───── Input material
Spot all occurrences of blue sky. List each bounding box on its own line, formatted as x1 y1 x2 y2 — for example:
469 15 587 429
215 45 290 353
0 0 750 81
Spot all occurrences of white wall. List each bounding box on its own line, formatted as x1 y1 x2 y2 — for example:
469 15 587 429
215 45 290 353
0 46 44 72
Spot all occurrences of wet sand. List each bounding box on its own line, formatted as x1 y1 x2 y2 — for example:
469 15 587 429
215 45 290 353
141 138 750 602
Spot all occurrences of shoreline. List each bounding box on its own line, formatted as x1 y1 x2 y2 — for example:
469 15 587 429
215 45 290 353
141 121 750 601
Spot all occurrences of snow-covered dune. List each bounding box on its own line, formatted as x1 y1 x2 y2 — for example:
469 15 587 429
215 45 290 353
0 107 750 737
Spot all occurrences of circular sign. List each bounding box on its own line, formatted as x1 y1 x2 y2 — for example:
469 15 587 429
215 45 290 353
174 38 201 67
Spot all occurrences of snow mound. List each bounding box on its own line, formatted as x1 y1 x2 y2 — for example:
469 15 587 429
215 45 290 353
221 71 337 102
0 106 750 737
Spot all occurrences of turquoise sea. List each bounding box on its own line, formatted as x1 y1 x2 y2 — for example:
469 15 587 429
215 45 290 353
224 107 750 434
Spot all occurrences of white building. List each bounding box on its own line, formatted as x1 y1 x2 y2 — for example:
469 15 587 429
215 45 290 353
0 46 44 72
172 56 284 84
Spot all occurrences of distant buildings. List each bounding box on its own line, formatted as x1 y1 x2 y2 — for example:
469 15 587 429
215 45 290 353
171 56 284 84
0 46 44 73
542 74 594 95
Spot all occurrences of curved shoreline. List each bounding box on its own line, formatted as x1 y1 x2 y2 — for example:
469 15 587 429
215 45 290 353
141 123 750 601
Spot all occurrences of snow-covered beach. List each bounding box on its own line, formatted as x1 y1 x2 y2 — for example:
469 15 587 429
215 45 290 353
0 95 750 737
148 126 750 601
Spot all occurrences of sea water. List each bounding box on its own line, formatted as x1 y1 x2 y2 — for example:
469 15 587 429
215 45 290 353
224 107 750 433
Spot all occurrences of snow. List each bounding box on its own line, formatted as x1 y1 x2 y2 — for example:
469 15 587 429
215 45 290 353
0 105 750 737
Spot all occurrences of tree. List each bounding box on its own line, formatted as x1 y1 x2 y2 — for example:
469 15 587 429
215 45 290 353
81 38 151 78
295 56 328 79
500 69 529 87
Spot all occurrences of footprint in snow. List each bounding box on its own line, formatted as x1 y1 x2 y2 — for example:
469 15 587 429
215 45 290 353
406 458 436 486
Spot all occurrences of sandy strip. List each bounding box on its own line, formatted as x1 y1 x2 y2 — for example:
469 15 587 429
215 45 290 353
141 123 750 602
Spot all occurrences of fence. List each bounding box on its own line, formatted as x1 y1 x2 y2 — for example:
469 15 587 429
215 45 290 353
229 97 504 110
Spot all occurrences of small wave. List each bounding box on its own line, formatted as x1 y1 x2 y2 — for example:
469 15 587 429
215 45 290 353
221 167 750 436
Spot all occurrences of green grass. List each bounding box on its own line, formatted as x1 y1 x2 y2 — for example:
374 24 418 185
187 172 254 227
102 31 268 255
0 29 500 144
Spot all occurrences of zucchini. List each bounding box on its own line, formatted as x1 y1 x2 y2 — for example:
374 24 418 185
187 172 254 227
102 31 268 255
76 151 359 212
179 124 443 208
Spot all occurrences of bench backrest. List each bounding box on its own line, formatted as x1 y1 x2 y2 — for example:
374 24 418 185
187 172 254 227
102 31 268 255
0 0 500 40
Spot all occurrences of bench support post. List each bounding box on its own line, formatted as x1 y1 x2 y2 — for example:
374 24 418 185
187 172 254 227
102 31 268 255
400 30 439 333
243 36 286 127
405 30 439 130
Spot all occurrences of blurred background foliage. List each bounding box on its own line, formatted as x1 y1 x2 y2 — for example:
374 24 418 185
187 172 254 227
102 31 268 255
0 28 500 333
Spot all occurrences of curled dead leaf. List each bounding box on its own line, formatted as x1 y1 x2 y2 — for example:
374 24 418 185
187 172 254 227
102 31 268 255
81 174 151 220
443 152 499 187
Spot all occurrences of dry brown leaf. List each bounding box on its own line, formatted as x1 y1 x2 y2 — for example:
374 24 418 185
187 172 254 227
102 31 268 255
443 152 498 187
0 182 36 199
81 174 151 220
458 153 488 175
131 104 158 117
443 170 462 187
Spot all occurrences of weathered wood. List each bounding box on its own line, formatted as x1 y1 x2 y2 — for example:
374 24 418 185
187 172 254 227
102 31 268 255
──────────
* Objective
Please update everything from the row containing "Spot all occurrences of footprint" down to the row containing "406 458 436 486", replacing "footprint in snow" with "boot print in snow" and leaving all else unchanged.

* Written solution
Spot all occurrences of boot print in snow. List each bounding box on its own line, formatted as x1 y1 x2 y2 — for example:
469 15 587 429
215 45 290 353
406 458 436 486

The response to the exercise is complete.